# Problem requirements
For this exercise, write out each entry below exactly, omitting the images.

[Point-per-instance localization data]
Segment Open
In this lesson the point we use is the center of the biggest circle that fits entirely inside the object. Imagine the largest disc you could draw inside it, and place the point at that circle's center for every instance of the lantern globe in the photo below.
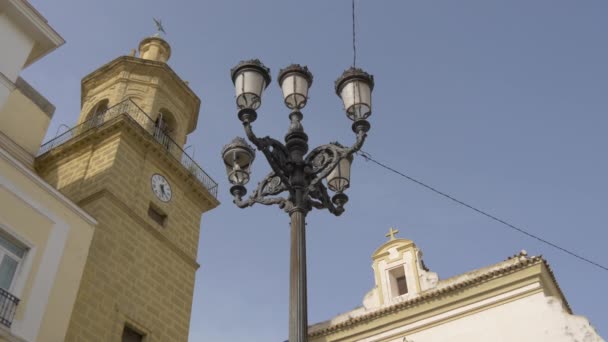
(355, 87)
(238, 157)
(250, 78)
(295, 80)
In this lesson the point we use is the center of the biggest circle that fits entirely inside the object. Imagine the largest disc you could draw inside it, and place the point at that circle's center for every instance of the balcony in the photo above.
(8, 307)
(130, 110)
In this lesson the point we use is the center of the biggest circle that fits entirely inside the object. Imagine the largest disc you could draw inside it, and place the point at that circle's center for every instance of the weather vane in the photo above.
(159, 25)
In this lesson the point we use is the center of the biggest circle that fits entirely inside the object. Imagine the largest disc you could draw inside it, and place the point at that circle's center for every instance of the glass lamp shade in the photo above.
(355, 89)
(295, 80)
(238, 157)
(250, 78)
(338, 179)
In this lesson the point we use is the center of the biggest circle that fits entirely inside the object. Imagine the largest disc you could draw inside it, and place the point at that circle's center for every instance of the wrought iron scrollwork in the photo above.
(317, 165)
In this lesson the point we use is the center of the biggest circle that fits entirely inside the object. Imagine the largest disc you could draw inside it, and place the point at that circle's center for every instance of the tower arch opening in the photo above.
(95, 115)
(165, 128)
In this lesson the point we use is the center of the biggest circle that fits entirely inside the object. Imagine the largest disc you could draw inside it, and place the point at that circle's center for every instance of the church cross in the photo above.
(391, 233)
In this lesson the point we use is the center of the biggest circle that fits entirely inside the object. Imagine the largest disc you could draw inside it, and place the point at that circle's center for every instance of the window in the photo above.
(397, 281)
(401, 285)
(11, 255)
(164, 127)
(130, 335)
(157, 215)
(96, 114)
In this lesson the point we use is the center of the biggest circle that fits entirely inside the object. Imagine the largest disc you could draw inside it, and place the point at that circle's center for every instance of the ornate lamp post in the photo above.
(299, 174)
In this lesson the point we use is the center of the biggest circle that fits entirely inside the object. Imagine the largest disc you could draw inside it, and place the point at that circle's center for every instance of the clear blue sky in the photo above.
(502, 104)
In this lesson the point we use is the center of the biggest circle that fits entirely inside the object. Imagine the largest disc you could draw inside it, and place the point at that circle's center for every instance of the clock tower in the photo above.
(124, 164)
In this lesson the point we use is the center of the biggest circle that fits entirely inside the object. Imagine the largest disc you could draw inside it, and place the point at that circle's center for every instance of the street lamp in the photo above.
(302, 176)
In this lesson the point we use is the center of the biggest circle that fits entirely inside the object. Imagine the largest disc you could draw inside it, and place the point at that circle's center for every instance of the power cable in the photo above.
(354, 38)
(368, 157)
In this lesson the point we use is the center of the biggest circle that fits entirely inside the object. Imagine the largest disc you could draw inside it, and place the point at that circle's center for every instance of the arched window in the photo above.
(165, 127)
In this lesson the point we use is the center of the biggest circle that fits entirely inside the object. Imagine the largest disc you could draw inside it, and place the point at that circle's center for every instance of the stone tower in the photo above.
(124, 164)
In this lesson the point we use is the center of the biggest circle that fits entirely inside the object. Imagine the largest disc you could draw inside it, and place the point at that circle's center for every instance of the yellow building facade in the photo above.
(44, 236)
(124, 164)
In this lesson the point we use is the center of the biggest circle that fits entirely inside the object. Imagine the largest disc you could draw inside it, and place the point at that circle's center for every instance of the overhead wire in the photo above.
(354, 38)
(505, 223)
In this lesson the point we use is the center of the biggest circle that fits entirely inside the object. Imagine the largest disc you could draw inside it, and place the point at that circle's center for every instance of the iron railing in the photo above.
(8, 307)
(132, 111)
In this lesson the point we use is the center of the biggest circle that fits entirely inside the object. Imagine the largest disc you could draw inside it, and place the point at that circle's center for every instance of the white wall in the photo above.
(534, 318)
(16, 46)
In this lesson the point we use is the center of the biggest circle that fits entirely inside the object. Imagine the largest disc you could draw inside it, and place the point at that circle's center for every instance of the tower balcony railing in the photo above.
(8, 307)
(132, 111)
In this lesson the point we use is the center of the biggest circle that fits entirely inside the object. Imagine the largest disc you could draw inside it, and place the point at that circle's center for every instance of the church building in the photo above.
(124, 164)
(517, 299)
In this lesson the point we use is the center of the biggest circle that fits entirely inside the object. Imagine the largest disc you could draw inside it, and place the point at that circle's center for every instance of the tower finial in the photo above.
(159, 26)
(391, 234)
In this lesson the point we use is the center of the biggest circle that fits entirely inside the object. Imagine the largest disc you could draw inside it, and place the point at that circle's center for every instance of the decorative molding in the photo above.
(151, 229)
(28, 91)
(444, 289)
(45, 186)
(16, 151)
(5, 81)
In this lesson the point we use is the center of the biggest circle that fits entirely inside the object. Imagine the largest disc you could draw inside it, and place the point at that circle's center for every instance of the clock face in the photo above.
(161, 187)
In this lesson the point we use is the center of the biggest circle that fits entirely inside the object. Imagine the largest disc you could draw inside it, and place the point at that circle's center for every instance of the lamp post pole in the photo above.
(295, 172)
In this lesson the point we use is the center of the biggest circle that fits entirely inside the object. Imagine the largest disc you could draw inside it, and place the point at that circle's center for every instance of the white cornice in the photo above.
(5, 81)
(46, 187)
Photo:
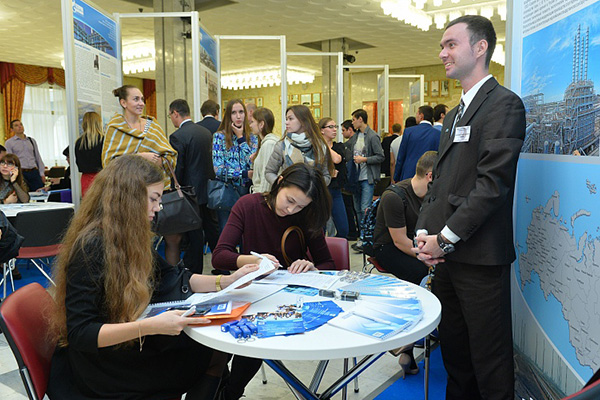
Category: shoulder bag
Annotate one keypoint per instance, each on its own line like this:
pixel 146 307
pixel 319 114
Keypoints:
pixel 284 237
pixel 180 211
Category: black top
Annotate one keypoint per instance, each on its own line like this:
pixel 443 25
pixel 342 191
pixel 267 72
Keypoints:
pixel 340 180
pixel 194 158
pixel 386 144
pixel 167 366
pixel 394 213
pixel 89 160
Segment Closed
# Solution
In this lesson the point we use is the center of the biggest circle that fits entirely inside the object. Imagine the largest disc you could draw inside it, and place the point at that circle's center for every instance of the lantern globe in the photo below.
(355, 87)
(238, 157)
(250, 78)
(295, 80)
In this lesson the point we use is the center of the biggest circle that fits entirely inside the object. Imagine the largest disc you could draw inside it, and place the point at that circle's center for every instance of the balcony in the photo above.
(8, 307)
(130, 110)
In this lesson the point we use is the center of the biggest circle that fits entirely inside the object. Imagine the largest disc you could draw inside it, and place the point at that circle's center for every instance of the weather vane in the photo above.
(159, 25)
In this lesson the point we use is the center of the biggest circle that fits entirely inside the object. Imagine the largest disc you could draw inside it, and place the point at that circle's center for every instance of the glass lamp shade in the photo above.
(355, 89)
(295, 80)
(238, 157)
(250, 78)
(338, 179)
In this lesson the point we use is the center of the biggest circle that fits entirely inside the object. Imagine the largest disc you could draw inside it, and place the point at that circle's center for every instance of the wrought iron scrollwork in the photo above.
(317, 165)
In this lesson the point we use is the center of the biggest circle that fits entirely inside the object. Imagine the largest disc you could draw inside it, and place the point at that circle's center for every instance of the tower arch opening in the photo above.
(95, 115)
(165, 128)
In this lesson the point we use is the center of the biggest circle that fits entirely inside the object. Imagine the largest disc you could draw inside it, and place the point at that circle's center for every instance of the church cross in the photo above.
(391, 233)
In this lesson the point we use is the center of the biggest circle that fits entirely inside the object. Imagine the largest disc you could draw inside it, and place the point at that circle's center for every instance of the window in the photo above.
(397, 281)
(401, 285)
(11, 255)
(164, 127)
(130, 335)
(157, 215)
(96, 114)
In this lesson the point we use is the center of the biggest circle that fits entirely inside the object. Imagine the largest disc you could draw inside it, and place the point at that circle's center for every instance of the ornate lamp post in the photo above.
(299, 174)
In this lesson the point we use is the center of the biggest circle that fits entirely inside the object. Imagine the largest disc you could draw inside it, and place the point at that circle's center for every instance of the clear blue sky in the photo above.
(502, 104)
In this lesson the point we use is the center of the biggest circle that fits entirely inside the object. Imagine the largest disc you could draw inside it, and place the point at that circle's center for every instance of the clock tower in the photo above.
(124, 164)
In this lesson the point we use is the center of the biggest circle that fits entirely inside the object. Imagine the largest disc you could draw inside it, and place the point at that circle's center for every instance of the street lamp in the photo above.
(302, 176)
In this lesson the point we use is the center of the biggest circle that fits entirely inside the object. Imagine the largest disc you could draw inside it, and place the point at that circle's center for every instance of the power cable in the photo above.
(354, 38)
(368, 157)
In this lesson the point we use is the center of the biggest circle that fits entirely inside the object. Imagine the largest disc you could draw inside it, and place the point at that circle's center for every instance of the arched window in the photo above.
(165, 127)
In this lesson the point we use is the center of the biggest circle that fits entirely inside the object. Imagine the largest disc you could draw inside it, and place the point at that circle's center for every instance of the stone tower in the photo above.
(124, 164)
In this lesson the point we use is the center of the biggest circle that fits entirely inside the object. Imagine the largest disc you could draw inside it, and place the point at that circle's center for every instance of the yellow building facade in the photo above.
(44, 236)
(124, 164)
In this lesson the point we use is the center of the biggest circle that fits entirely inside the object. Imagine the largest disc you could draw inside it, and place the point at that circle's center for every instance of the overhead wire in the photo above.
(354, 38)
(505, 223)
In this lesson the point we use is the center of the biggest circle that fits entirely inside the object. Imagine the largest disc you could draw inside it, and place the point at that circle's center for every instance of the iron railing in the photo above.
(8, 307)
(132, 111)
In this lesson the point we use is the center of the biggest circle that fits entirely inside the object. Imagine the largest disc you could draw inside it, and place the point at that circle's center for every instance of the white wall in the photo above.
(534, 318)
(16, 46)
In this lesson the point we use is the center of the biggest circle that fits entirely inside the object. Imagine the largest disc you could draw inside it, and place the point at that circle's center for every instance of the tower balcony railing in the photo above.
(8, 307)
(132, 111)
In this lesson the point we use is the center of the biggest circle that fits entirely inside the object. Imagine the largest disc you could draw inside it, and place the point at that circle's center for every instance of the church building in the photo above.
(124, 164)
(517, 299)
In this lesson the point we use is the center of the biggest circle that fits entirely inside the object. Imagine the largest disc you could draw inside it, and place the point at that circle's center for every instance of the tower finial in the photo above.
(159, 26)
(391, 234)
In this lesson the point we use is the center of the biggest circle that fits entirely inside the object. Imagine the largest disc you could draw inside it, and place the point at that circle's center for every instance of the decorative molding in the photo above.
(151, 229)
(28, 91)
(444, 289)
(45, 186)
(16, 151)
(5, 81)
In this lesson the point we use is the center of the biggest circle that fits entirely inside the object. Imagine the largest disc you could draw inside it, and place the point at that circle's center for every instance of the clock face in the photo above.
(161, 187)
In this lesson the point we use is the center of the biggest circle that fits entirely inside the object. Imagine the largest disc you could draw inside it, and place the point at that circle's center for every instance of the lamp post pole in the photo above.
(295, 172)
In this lesson the point we use is the center of the biggest circle that fits entirely inside the object. Imagine the largest disc you could draw inside it, and place the point at that circle's center for every instance of the white cornice in the photo above.
(5, 81)
(46, 187)
Photo:
Category: shoulder bag
Annotate one keypoint per instance, each on its own line like this:
pixel 146 307
pixel 319 114
Keypoints:
pixel 284 237
pixel 180 211
Category: black top
Annotate one keypoint per instance, each on its own line like this:
pixel 443 25
pixel 342 191
pixel 267 72
Keypoints:
pixel 340 180
pixel 194 158
pixel 386 144
pixel 167 366
pixel 394 213
pixel 89 160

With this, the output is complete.